- TEXTO
↓

Ayer tarde aterricé en El Dorado, el aeropuerto de Bogotá, tras diez días en Estados Unidos, concretamente en Nueva York y en Florida que fueron estupendos, sobre todo gracias a la gente tan estupenda que conocí.
Venía con nervios, y es que así, como quien no quiere la cosa, pues voy a empezar una nueva vida, otra vez más, en un nuevo país. He ido conociendo a muchos colombianos en los últimos días y ya me han dado una imagen muy positiva de lo que espero encontrarme en Bogotá.
Pero bueno, no es mi estilo lo de quejarme y de hecho, odio a los quejicas, así que vamos con lo positivo (es que mi hostal estaba congelado y no me duché y cuando una está sin duchar, todo se ve con peor humor). Por el momento, esta tarde voy a ver dos habitaciones que tienen buena pinta, no he hecho más que escuchar salsa y otros ritmos latinos desde que llegué, en cualquier lado y la gente parece muy amable. Admeás, en el lugar donde me compré el café esta mañana, conocí a un iluminado que me acabó confesando que el era el verdadero Rey de España, que era de la dinastía de los Habsburgo y que los Borbones le habían quitado la posición que él se merecía ostentar. No me digas, yo es que soy republicana.
Aunque la gente tiene una idea preconcebida bastante fea de Colombia (narcotráfico, delicuencia, robos o secuestros- todo perlitas, vamos), yo venía con una idea muy positiva. Fiesta, hombres que bailan, gente hospitalaria, comida rica, paisajes impresionantes y un acento muy bonito del español. Por ahora, he corroborado que cuando pides algo y te dicen “listo”, no quieren decir que vaya a ser ahora o ‘ahorita’, en realidad quieren decir que si eso ya lo harán dentro de un rato o que igual nunca vas a recibir respuesta a tu petición. Algo que ya me viene pasando en otros países pero a lo que no acabo de acostumbrarme. También he visto que en la calle, para hablar por teléfono, la gente suele usar teléfonos muy básicos, por eso de que aquí los teléfonos son un gran atractivo para los ladronzuelos.

↑

- DATOS PARA REVISAR
↓

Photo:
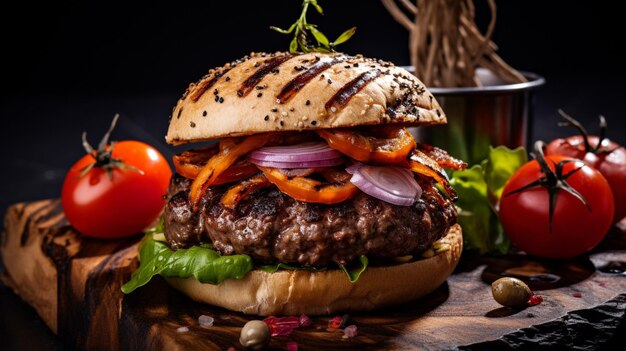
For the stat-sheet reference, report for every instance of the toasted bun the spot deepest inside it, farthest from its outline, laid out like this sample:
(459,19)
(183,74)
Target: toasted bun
(283,92)
(315,293)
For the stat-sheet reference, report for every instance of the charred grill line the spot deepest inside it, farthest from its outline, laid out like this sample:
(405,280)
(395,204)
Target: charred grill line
(206,85)
(343,95)
(294,86)
(269,66)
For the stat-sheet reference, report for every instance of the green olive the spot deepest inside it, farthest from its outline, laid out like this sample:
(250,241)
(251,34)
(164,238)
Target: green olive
(510,292)
(255,335)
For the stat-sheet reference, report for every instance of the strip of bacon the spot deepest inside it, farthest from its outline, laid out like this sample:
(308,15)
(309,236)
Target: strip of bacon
(442,157)
(244,188)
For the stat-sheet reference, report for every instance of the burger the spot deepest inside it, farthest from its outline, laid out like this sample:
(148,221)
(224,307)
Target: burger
(315,198)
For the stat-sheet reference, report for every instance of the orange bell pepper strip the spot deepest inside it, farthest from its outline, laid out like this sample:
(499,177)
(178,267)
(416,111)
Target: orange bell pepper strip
(393,147)
(420,163)
(310,190)
(190,163)
(231,149)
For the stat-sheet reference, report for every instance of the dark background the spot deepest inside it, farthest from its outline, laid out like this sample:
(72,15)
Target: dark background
(70,65)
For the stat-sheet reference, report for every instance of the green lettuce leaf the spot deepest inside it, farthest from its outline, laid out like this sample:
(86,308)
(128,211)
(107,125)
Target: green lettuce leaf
(479,189)
(201,262)
(354,273)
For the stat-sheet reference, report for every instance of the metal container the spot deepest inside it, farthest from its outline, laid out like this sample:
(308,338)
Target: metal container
(493,114)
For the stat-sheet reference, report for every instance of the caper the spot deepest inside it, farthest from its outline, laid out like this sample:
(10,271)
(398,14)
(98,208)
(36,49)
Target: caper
(255,335)
(510,292)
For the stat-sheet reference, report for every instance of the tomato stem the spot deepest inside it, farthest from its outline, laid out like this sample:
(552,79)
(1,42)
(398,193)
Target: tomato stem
(598,149)
(103,156)
(552,181)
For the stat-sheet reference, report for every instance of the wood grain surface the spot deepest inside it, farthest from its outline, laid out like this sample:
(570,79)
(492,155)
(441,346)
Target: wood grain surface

↑

Responde, por favor, estas preguntas sobre el texto de la llegada a Bogotá:
1. ¿Cuántos días duró la estancia en Estados Unidos antes de aterrizar en Bogotá?
2. ¿Cuántas habitaciones se van a ver esta tarde?
3. ¿Por qué la gente suele usar teléfonos muy básicos para hablar en la calle?

- RESPUESTA
1. Diez días.
2. Dos.
3. Porque allí los teléfonos son un gran atractivo para los ladronzuelos.